*Given text*.
Git Version Control
I haven’t considered myself a programmer until very recent years. As a proof of that, 2017/08/28 is the first day I use Git. My experience of using a version control system started with CVS, a centralized management tool. Before mid 2019, our research group were using CVS for version control. The adopted concept is that there is one and only one branch on the server, and everyone commits to that. This is good for maintainence within a few people. Back in 2005, Linus Torvalds, the creator of Linux, created Git in a very special scanerio: the Linux kernel community could no longer use their revision control system BitKeeper and no other Source Control Management (SCMs) met their needs for a distributed system. Linus took the challenge into his own hands and disappeared over the weekend to emerge the following week with Git. In the same year, he made a interval talk at Google to explain his motivation.
Time proves Linus was right. Nowadays, Git the go-to option for revision control. Quoted from his own word: > I think that many others had been frustrated by all the same issues that made me hate SCM’s, and while there have been many projects that tried to fix one or two small corner cases that drove people wild, there really hadn’t been anything like git that really ended up taking on the big problems head on. Even when people don’t realize how important that “distributed” part was (and a lot of people were fighting it), once they figure out that it allows those easy and reliable backups, and allows people to make their own private test repositories without having to worry about the politics of having write access to some central repository, they’ll never go back.
I happen to know somebody who is strongly against Git but have to give up the fight and use it instead. However, if your workflow philosophy does not change, you won’t touch the true power of git. So, what is wrong with CVS? By far the cleanest explanation I find is from Zack Brown: > There were many complaints about CVS though. One was that it tracked changes on a per-file basis and didn’t recognize a larger patch as a single revision, which made it hard to interpret the past contributions of other developers. There also were some hard-to-fix bugs, like race conditions when two conflicting patches were submitted at the same time.
CVS is really terrible when I want to reorganize the whole directory or the Internet connection is off. Besides, I have some other opinions. The key concept behind Git is its distributed storage. I’ll make a bet that if you are a truly open-source person, you will love this idea.
So now when you go back and revisit this story of Git, you can feel the importance of vision for the future. New things are born because we are tired of the old ones. The popularity of Git and its workflow has a reason.
By the way, for a serious project, NEVER push directly to the master branch. There are all kinds of tool to do automated testing before you are confident about the changes.
With all that being said, git is still not perfect. Recently I was confused about the usage of git rebase
, so I did a search on the topic. Both merge
and rebase
are used for merging branches, but the differences are summarized here. Based on my current understanding, rebase
is better than merge for local unpublished commits; rebase
may create a disaster in conflicts if being used on commits that are already pushed/shared on a remote repository!1
Adding
The first principle of commits is one thing at a time. For instance, if you have two independent changes in a file, the basic git -add file
will list both changes togther. A more advanced way is git add -p file
: this allows you to go through all the changes and decide whether they belong to the same topic!

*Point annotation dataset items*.
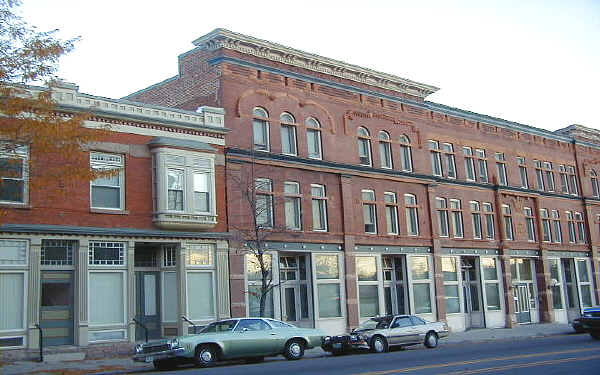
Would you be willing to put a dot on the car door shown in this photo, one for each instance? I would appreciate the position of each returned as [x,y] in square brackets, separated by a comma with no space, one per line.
[252,337]
[401,331]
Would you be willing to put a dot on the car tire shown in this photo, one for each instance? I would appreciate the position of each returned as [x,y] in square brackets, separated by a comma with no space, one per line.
[379,344]
[431,340]
[206,356]
[294,350]
[165,364]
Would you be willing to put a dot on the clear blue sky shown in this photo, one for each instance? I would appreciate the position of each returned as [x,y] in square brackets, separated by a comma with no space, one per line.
[532,61]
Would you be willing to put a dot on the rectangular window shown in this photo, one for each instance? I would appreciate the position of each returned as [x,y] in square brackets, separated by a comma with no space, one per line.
[436,158]
[488,209]
[319,207]
[412,215]
[175,186]
[107,192]
[530,223]
[293,207]
[442,209]
[14,166]
[476,216]
[106,253]
[369,211]
[391,212]
[264,202]
[523,172]
[457,222]
[202,192]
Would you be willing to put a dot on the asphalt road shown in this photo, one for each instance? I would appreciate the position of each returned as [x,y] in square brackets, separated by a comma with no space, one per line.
[566,354]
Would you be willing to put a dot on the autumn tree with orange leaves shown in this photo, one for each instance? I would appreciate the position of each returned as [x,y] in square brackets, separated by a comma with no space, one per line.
[30,122]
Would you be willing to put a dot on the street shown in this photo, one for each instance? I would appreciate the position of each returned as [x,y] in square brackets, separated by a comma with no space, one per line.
[565,354]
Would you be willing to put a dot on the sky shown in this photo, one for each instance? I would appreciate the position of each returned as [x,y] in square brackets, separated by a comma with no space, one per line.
[536,62]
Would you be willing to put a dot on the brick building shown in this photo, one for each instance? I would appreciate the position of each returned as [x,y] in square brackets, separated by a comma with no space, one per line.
[150,243]
[395,204]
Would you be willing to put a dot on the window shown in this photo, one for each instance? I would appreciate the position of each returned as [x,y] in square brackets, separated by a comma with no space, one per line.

*Things to do*.
1) Write out the section of the Git version control text that begins at the words "CVS is really" and ends after the words "has a reason.".
2) Write what comes next in the Git version control text, picking up right after its last sentence.
None of the items are needed here.

*Outputs by task*.
1)
CVS is really terrible when I want to reorganize the whole directory or the Internet connection is off. Besides, I have some other opinions. The key concept behind Git is its distributed storage. I’ll make a bet that if you are a truly open-source person, you will love this idea.
So now when you go back and revisit this story of Git, you can feel the importance of vision for the future. New things are born because we are tired of the old ones. The popularity of Git and its workflow has a reason.

2)
Renaming
Often git may get confused about renaming files. Check this StackOverflow discussion and the trick of using git log --follow
in Follow the History of renamed files.
The important thing to know is that internally git does not have the concept of renaming: it only knows deleting and adding. A more thorough explanation can be found here. In most common cases, when you try to reorganizing your code, consider separate the renaming stage and content modification stage.
Squashing
Generally it is better to squeeze small commits before merging, especially in a PR. Take a look at this post Combining multiple commits before pushing.
Finding regression
git bisect
is a great tool for finding regression. Check how to use git bisect.
Blaming
git blame
shows the modification history of a file. There are now built-in GUI supports on GitHub and GitLab.
Deleting a branch
Resolving conflicts
When does conflicts may occur
git merge
git rebase
git pull
git cherry-pick
git stash apply
How to undo a conflict and start over
You can always undo and start fresh!
git merge --abort
git rebase --abort
How to solve a conflict
Simply clean up the file!
git mergetool
Removing from history
Removing a file completely from Git history requires extra care, which is described in Removing sensitive data from a repository.
Remember to tell your collaborators working on their local branches to rebase from origin/master by git pull --rebase
instead of git pull
. Otherwise one merge commit could reintroduce some or all of the tainted history that you just went to the trouble of purging!
Sometimes you may want to remove file from the repository but keep it locally. This can be achieved by
git rm --cached -r somedir
Will stage the deletion of the directory, but doesn’t touch anything on disk. This works also for a file, like:
git rm --cached somefile.ext
Afterwards you may want to add somedir/
or somefile.txt
to your .gitignore
file so that git doesn’t try to add it back.
Workflow within a group
It is easy to use git if you are the only person who commits. It becomes tricky if you are working with a group of people.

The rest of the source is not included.